→ DESCRIPTION OF THE TASK
Rescale the lines below from the line with "mark the water | one pin per instance." through the last line, both included, and give them again with their requests, multiplying every point coordinate by 1.5 and rounding to whole numbers with halves rounded up. Leave the pictures out of the answer.

→ MATERIAL SUPPLIED
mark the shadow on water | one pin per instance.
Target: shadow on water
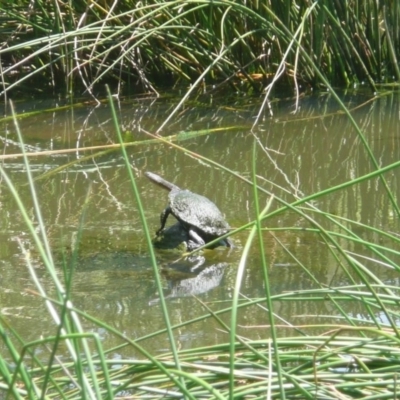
(297, 155)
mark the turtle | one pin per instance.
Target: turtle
(200, 216)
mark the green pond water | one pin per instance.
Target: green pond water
(297, 155)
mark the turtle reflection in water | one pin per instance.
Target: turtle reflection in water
(201, 218)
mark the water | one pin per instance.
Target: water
(297, 155)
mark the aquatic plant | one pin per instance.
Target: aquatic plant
(344, 355)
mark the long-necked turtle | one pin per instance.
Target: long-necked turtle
(199, 215)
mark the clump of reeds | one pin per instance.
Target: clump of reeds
(350, 358)
(69, 46)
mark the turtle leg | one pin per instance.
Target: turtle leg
(227, 242)
(196, 241)
(163, 218)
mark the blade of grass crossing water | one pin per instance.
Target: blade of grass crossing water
(148, 240)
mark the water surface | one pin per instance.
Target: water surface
(297, 155)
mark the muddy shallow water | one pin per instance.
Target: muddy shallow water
(297, 155)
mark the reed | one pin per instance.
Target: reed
(67, 47)
(350, 357)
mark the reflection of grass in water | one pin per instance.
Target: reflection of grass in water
(358, 353)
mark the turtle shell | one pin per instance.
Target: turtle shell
(198, 211)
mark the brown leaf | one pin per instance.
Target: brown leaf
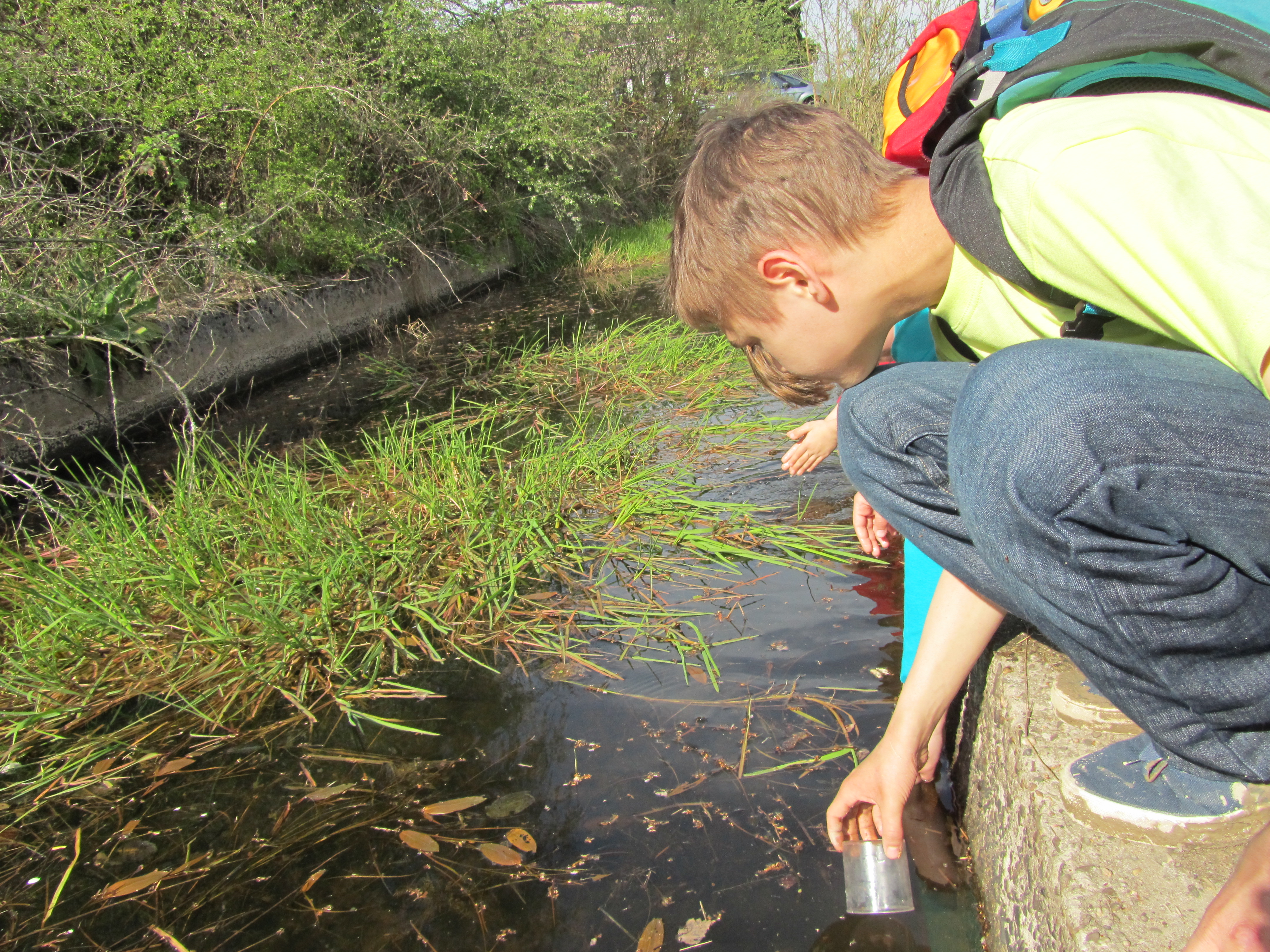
(451, 807)
(521, 839)
(328, 792)
(652, 938)
(126, 888)
(499, 855)
(181, 763)
(420, 841)
(694, 932)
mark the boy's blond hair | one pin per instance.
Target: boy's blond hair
(787, 175)
(798, 391)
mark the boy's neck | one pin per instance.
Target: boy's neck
(914, 248)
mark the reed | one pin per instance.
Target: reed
(149, 612)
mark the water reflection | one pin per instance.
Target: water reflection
(638, 812)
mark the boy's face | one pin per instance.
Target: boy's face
(835, 306)
(815, 342)
(831, 323)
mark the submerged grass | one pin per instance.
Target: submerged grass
(146, 614)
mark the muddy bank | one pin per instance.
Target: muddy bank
(54, 413)
(1051, 884)
(671, 768)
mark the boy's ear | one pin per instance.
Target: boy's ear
(793, 272)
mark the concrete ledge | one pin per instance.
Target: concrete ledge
(53, 413)
(1050, 884)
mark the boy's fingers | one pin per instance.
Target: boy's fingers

→ EXERCISE ANSWER
mark the water | one pin per instance.
Target: water
(446, 233)
mark the aquatic plant | one pin per instance.
Target: aquatic plant
(516, 533)
mark the long-necked turtle | one pin per instance.
Target: long-necked turtle
(299, 323)
mark the clump of reeds | one pin per instance.
Target: clump of reeds
(525, 537)
(104, 69)
mark the turtle leg | one pin per instance.
Target: turtle leg
(341, 363)
(294, 362)
(245, 327)
mark the blade of grass crossing water | one pin per instance.
Target: blade of grass crossing water
(222, 360)
mark the water surface | one pin per instance.
Target: water surface
(446, 233)
mark the muddy shallow water | one pin per instance.
Target: muddy shallow water
(446, 233)
mark the reed | one pin per instance.
Target: reed
(101, 71)
(525, 536)
mark the reflection of grass in water | one pin per instance.
Target: reflection of grass in water
(537, 530)
mark the turtle shell | one pin per instance.
Target: turtle shell
(297, 317)
mark the brown leaf | one pin per instance.
Target: brown leaf
(677, 1211)
(782, 1259)
(492, 1188)
(978, 1407)
(189, 1332)
(749, 1283)
(272, 1145)
(630, 1262)
(1041, 1398)
mark the boy's blond hair | one pin per instance.
Target: boy's blond hair
(1181, 263)
(1197, 587)
mark the boy's neck | one pin per instance.
Target: boy's neck
(1371, 372)
mark the reed | one pin per instance.
Target: reed
(224, 918)
mark the water reflection | one pin per instance.
Target: water reflection
(957, 1218)
mark the boy's face | one pin per instance.
Target: boy's face
(1253, 459)
(1223, 513)
(1247, 485)
mark the submerged grass | one pin per instance.
Target: submerged grass
(219, 921)
mark the muddy bank | one pin per instance.
Target: muddy bank
(81, 620)
(1577, 1326)
(1007, 1152)
mark the boy's ear | one pin per instance.
Target: boy's ear
(1190, 408)
mark the concrete ledge | one pin per instance.
Target: concrete ledge
(80, 620)
(1575, 1326)
mark the boy's fingers | one pin per instance.
Target: boy's fingers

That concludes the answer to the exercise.